Revenons donc à son rêve. La peur de Tchitchikov, c’est de disparaître, « comme une bulle à la surface de l’eau, sans laisser de trace ». C’est un passage du premier tome. À cet endroit même, il se laisse emporter, et dévoile son rêve.

Se répandre
Voilà son rêve.

Merejkovski écrit : « Tchitchikov n’a pas tant peur pour sa propre mort que pour celle de son futur lignage ; pour sa famille, pour sa “semence” ». Disparaître comme un fantôme, ça fait peur. La tendance de Tchitchikov à s’auto-multiplier dans sa descendance « est justement cette tendance du diable, le plus fantomatique des fantômes, vers le “réalisme terrestre” ». Imaginez : des millions d’heureux. Des millions de médiocres, « dans lesquels se répète – comme le soleil dans les gouttes de l’Océan pacifique – l’unique progéniteur de ce royaume… » Et c’est bien évident. Il a une terrible envie de voir un monde qui lui ressemble exactement.

le diable a envie ?
Poutine a envie ?
Qu’il se refaçonne à son image.
□ □ □ □ □ □ □
CONSIGNES:
a. Recopiez, dans le texte sur Tchitchikov, le passage qui s'ouvre sur les mots contenant « Se répandre » et se clôt sur « lui ressemble exactement. ».
b. D'après le texte sur Tchitchikov, de quoi Tchitchikov a-t-il peur ?
c. Poursuivez le texte sur Tchitchikov à partir de l'endroit où il s'arrête.
Les items présentés plus bas n'interviennent nullement ici.
□ □ □ □ □ □ □
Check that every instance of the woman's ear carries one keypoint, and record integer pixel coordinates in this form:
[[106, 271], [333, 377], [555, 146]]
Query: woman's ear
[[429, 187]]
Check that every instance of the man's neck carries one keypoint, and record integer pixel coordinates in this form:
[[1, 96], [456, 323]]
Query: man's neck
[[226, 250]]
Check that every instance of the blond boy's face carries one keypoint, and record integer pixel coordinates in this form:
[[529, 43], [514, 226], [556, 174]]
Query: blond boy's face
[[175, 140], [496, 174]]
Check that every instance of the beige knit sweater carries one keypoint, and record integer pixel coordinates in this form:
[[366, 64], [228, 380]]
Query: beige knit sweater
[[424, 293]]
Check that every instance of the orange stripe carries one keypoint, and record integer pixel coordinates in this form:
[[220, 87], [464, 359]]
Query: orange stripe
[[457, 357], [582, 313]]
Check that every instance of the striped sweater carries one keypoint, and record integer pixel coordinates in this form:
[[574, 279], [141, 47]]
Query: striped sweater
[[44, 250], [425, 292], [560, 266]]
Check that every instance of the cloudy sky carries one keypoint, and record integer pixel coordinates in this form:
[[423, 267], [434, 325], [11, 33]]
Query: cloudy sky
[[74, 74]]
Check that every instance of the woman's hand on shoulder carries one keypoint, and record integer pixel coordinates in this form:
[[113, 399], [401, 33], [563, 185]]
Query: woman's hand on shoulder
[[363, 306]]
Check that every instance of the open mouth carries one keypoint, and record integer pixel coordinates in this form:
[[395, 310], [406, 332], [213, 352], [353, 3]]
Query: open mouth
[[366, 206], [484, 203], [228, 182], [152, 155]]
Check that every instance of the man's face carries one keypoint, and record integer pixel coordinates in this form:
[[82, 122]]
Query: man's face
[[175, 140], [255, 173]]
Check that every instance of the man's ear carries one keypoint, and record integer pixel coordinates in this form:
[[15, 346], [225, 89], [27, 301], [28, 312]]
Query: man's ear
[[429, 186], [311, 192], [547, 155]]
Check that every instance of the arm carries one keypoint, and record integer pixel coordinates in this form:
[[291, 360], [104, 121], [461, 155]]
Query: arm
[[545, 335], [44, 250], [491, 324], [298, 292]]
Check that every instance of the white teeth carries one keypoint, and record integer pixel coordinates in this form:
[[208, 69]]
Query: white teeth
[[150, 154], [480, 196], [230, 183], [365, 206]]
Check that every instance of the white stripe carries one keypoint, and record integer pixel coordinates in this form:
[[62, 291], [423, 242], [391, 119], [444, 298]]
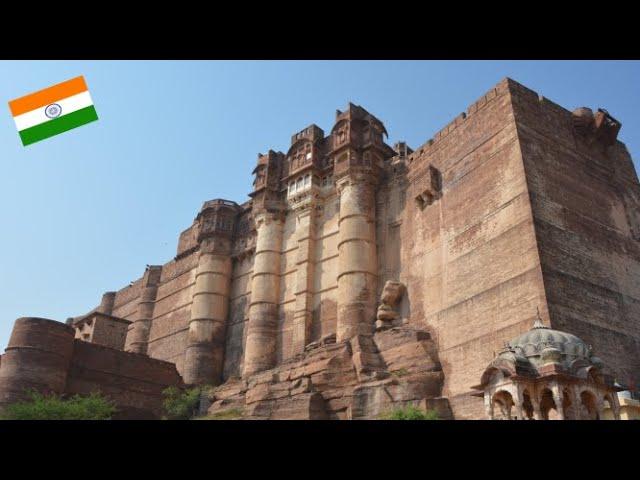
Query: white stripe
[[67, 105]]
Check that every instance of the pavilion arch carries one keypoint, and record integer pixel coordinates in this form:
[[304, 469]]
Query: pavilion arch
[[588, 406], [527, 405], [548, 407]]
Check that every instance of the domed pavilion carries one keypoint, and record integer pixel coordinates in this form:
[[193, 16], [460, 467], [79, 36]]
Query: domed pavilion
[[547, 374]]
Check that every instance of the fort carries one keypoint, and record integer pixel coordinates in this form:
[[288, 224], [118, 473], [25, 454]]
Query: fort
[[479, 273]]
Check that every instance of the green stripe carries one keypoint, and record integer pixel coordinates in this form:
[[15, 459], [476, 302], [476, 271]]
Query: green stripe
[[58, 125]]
□ □ □ □ □ □ □
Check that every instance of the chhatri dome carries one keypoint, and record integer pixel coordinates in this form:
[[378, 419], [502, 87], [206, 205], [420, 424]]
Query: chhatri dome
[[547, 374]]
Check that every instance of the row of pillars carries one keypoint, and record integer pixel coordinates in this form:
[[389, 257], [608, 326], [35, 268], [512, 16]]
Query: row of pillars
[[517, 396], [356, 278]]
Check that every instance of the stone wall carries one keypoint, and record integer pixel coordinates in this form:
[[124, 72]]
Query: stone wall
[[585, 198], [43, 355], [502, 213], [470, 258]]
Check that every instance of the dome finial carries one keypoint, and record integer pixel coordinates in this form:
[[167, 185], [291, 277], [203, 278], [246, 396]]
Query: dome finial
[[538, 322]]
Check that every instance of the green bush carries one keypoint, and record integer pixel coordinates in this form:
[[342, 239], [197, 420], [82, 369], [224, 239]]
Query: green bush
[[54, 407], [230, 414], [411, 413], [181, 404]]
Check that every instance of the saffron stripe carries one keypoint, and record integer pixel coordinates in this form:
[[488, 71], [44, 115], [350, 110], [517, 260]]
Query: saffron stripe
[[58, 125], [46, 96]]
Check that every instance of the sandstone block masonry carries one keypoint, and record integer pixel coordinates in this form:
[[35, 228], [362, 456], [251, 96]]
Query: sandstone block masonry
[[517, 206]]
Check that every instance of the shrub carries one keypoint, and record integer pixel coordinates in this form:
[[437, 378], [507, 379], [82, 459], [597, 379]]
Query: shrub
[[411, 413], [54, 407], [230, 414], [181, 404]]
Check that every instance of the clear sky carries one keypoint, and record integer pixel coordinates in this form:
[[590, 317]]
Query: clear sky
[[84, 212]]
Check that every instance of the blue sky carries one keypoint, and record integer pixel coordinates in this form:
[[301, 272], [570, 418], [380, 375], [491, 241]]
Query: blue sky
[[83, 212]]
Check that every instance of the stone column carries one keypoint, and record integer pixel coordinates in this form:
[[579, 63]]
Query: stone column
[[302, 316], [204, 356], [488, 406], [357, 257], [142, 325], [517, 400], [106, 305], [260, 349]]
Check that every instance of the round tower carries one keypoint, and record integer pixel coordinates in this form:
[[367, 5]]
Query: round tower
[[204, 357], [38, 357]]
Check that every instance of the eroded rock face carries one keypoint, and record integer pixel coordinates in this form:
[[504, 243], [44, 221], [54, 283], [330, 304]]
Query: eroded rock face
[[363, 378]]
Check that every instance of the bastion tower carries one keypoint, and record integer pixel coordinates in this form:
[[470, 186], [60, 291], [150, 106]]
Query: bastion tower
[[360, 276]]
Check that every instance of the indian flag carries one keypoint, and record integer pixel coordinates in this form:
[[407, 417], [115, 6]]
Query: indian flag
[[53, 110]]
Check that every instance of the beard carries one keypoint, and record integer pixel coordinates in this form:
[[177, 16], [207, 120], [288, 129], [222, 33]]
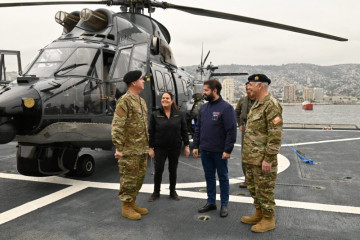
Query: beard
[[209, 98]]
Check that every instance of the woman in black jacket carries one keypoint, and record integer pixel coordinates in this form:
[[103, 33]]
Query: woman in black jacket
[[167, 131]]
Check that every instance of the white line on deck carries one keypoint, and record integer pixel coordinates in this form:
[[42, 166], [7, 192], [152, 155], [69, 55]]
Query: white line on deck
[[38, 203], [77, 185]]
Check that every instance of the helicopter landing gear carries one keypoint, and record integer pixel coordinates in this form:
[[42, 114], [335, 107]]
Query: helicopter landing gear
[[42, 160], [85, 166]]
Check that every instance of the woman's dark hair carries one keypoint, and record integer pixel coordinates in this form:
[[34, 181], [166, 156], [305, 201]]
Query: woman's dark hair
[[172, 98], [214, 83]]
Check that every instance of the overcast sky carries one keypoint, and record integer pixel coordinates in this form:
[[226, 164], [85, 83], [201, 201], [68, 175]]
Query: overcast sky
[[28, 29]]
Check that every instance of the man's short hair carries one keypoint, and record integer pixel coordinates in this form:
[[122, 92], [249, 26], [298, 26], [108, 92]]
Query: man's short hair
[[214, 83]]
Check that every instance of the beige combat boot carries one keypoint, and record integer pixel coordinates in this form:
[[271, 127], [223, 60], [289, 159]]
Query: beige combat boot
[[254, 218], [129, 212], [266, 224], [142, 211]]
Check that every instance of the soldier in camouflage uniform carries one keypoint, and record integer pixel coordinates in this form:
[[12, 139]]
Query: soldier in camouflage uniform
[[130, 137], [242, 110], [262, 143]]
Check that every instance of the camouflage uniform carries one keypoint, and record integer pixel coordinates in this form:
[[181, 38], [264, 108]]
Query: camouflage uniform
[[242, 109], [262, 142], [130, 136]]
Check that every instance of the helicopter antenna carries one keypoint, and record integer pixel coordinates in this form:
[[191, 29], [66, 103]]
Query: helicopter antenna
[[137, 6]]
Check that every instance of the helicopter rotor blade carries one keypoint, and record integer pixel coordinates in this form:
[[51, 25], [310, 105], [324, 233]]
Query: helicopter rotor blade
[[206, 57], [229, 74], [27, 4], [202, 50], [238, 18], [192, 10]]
□ □ □ □ □ □ □
RÉPONSES ATTENDUES:
a.
Se répandre
Voilà son rêve.

Merejkovski écrit : « Tchitchikov n’a pas tant peur pour sa propre mort que pour celle de son futur lignage ; pour sa famille, pour sa “semence” ». Disparaître comme un fantôme, ça fait peur. La tendance de Tchitchikov à s’auto-multiplier dans sa descendance « est justement cette tendance du diable, le plus fantomatique des fantômes, vers le “réalisme terrestre” ». Imaginez : des millions d’heureux. Des millions de médiocres, « dans lesquels se répète – comme le soleil dans les gouttes de l’Océan pacifique – l’unique progéniteur de ce royaume… » Et c’est bien évident. Il a une terrible envie de voir un monde qui lui ressemble exactement.

b. Il a peur de disparaître, comme une bulle à la surface de l'eau, sans laisser de trace.

c.
Finir de s’incarner (c’est Dostoïevski qui finit de l’exprimer), finir de s’incarner – vous vous souvenez ? – c’est ce que le diable veut. Il s’est déjà auto-multiplié avec le multiplieur russe. Et un million de voix répètent le même texte. Son texte. On l’a mis dans les bouches, et c’est une diablerie.

Ce n’est pas une excuse.
Ne prenez pas ça pour une tentative d’excuse.
Je ne veux pas que ça ait l’air d’une excuse. Comme quoi le diable a contaminé la Russie.
C’est un diable russe.
Directement russe.

C’est ce qui était recherché. C’est ce que la Russie a obtenu. Elle l’a obtenu et l’aime frénétiquement. Cette Russie gogolienne. Cette Russie poutinienne (la Russie de Poutine). La Russie poutinienne, c’est comme ça que devrait s’appeler aujourd’hui ce pays étalé sur la carte. Aujourd’hui, elle est à lui. (les catégories grammaticales indiquent souvent l’essence d’une chose de la manière la plus précise. La Russie de Poutine.) Je ne parle pas ici de ceux qui sont pris en otages, de ceux qui sont en deuil. Je parle de la Russie.

Aujourd’hui, la Russie appartient à Poutine.
Aujourd’hui, la Russie appartient au diable.

Dernière sonnerie. Rideau.

Et maintenant ? Voilà, les mots sont prononcés. Est-ce simplement pour ce constat, déjà établi par une fille-héroïne de dix-sept ans dans une lointaine république, qu’on a érigé ce mur de texte ? Pour une axiome qui ne nécessite même pas d’être démontrée et qu’on incorpore au titre ? Pour quoi faire ? Je ne sais pas. Je ne sais même pas comment finir.

Je n’ai pas du tout envie d’écrire sur la Russie.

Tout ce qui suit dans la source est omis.